- Required work
Your answer must hold only the lines below from the line containing "Detect: mountain slope" through the line containing "Detect: sky", each reproduced exactly.

[Records from a data source]
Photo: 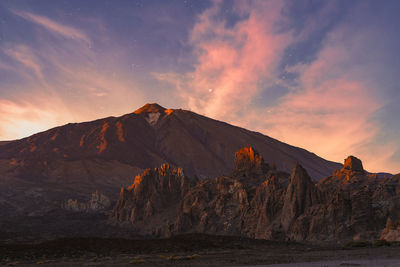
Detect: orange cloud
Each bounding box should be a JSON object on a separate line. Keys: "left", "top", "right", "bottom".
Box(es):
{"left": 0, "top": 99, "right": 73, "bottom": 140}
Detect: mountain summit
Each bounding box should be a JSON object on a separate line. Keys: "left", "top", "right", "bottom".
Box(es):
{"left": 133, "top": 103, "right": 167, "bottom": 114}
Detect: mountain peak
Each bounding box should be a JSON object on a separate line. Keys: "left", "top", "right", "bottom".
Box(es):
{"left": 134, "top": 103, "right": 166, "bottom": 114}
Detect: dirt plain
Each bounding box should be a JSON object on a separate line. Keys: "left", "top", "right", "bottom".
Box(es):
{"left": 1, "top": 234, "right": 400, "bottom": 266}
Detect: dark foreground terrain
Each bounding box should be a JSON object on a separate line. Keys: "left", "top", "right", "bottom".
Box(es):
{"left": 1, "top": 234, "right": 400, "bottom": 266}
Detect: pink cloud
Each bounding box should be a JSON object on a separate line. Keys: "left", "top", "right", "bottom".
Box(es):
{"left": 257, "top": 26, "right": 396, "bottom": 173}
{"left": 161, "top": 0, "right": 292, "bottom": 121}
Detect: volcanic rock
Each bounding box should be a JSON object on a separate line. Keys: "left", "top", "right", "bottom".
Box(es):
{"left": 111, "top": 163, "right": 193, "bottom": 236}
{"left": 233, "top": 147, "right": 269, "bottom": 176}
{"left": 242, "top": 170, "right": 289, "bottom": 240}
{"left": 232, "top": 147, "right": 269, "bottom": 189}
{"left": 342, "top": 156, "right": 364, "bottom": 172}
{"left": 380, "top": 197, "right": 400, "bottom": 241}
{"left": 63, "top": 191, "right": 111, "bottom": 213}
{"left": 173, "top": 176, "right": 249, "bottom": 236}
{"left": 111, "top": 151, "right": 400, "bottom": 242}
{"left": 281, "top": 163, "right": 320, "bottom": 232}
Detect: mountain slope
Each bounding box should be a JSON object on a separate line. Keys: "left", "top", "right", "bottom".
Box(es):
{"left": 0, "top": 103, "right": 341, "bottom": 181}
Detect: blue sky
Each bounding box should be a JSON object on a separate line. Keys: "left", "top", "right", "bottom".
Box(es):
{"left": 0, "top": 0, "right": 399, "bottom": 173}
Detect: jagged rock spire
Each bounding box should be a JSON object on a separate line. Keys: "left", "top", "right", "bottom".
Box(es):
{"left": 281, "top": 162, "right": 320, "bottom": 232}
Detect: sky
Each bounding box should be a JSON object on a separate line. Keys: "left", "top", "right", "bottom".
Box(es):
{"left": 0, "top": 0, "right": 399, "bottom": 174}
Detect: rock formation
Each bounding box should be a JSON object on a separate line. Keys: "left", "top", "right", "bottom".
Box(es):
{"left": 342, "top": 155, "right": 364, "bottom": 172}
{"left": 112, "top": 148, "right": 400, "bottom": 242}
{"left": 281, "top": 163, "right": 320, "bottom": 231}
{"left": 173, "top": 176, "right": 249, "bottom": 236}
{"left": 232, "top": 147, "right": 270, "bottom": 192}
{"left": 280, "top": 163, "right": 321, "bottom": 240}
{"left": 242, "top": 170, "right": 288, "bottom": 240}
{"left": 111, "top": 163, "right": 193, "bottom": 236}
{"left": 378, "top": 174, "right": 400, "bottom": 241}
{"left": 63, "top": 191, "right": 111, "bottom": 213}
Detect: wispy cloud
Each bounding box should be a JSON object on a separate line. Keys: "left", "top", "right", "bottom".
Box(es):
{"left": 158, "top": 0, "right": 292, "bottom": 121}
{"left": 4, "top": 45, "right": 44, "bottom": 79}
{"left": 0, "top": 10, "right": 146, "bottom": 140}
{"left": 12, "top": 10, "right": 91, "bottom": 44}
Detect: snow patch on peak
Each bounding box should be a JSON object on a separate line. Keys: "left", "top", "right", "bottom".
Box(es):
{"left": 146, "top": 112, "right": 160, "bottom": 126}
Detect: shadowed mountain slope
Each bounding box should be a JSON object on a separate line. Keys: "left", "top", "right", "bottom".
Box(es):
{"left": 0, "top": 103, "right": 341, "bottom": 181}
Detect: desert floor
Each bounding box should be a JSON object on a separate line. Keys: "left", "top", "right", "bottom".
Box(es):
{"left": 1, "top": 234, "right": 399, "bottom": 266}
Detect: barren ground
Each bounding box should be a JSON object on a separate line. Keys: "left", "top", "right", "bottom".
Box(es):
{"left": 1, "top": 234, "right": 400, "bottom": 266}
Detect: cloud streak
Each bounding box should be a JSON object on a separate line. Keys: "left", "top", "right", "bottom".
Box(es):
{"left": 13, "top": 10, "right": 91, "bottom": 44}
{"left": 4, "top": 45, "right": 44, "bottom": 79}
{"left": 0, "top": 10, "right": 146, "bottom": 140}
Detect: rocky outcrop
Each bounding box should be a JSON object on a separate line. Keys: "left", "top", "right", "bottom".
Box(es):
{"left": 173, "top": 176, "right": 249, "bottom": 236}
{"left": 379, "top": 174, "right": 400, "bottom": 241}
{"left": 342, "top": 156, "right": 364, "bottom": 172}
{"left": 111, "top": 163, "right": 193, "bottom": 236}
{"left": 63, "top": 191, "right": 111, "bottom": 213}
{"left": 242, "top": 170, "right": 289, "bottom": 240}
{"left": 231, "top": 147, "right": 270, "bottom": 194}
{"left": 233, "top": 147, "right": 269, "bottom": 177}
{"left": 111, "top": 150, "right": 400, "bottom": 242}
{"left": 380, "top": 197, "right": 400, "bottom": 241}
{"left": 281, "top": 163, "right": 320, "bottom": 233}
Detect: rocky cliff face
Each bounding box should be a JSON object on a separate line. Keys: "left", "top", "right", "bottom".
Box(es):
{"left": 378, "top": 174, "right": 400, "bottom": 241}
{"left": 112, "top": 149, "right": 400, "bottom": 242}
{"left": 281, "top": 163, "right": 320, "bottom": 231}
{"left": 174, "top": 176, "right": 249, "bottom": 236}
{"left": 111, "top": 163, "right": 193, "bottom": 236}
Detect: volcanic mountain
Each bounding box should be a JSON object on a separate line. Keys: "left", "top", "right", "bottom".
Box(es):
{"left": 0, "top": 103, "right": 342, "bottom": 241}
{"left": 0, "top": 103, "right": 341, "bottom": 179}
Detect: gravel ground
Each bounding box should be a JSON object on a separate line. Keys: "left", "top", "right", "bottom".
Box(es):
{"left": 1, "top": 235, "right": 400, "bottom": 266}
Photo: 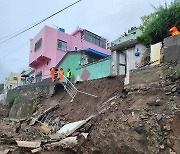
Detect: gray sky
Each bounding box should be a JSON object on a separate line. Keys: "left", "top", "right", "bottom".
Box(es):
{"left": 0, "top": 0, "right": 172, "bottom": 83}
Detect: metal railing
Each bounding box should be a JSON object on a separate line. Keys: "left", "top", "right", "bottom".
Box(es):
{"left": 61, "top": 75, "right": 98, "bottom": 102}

- Solution
Detect: mountain slope
Each bounding box should be a JSON object on a separate line. Keys: "left", "top", "right", "bottom".
Box(es):
{"left": 0, "top": 103, "right": 341, "bottom": 181}
Detect: blue sky
Each bounding box should be a JSON object on a separate line. Keys: "left", "top", "right", "bottom".
Box(es):
{"left": 0, "top": 0, "right": 399, "bottom": 173}
Detect: jagged rock spire
Each bounding box should be a JSON object on a separate line. Keys: "left", "top", "right", "bottom".
Box(es):
{"left": 281, "top": 162, "right": 320, "bottom": 232}
Detect: sky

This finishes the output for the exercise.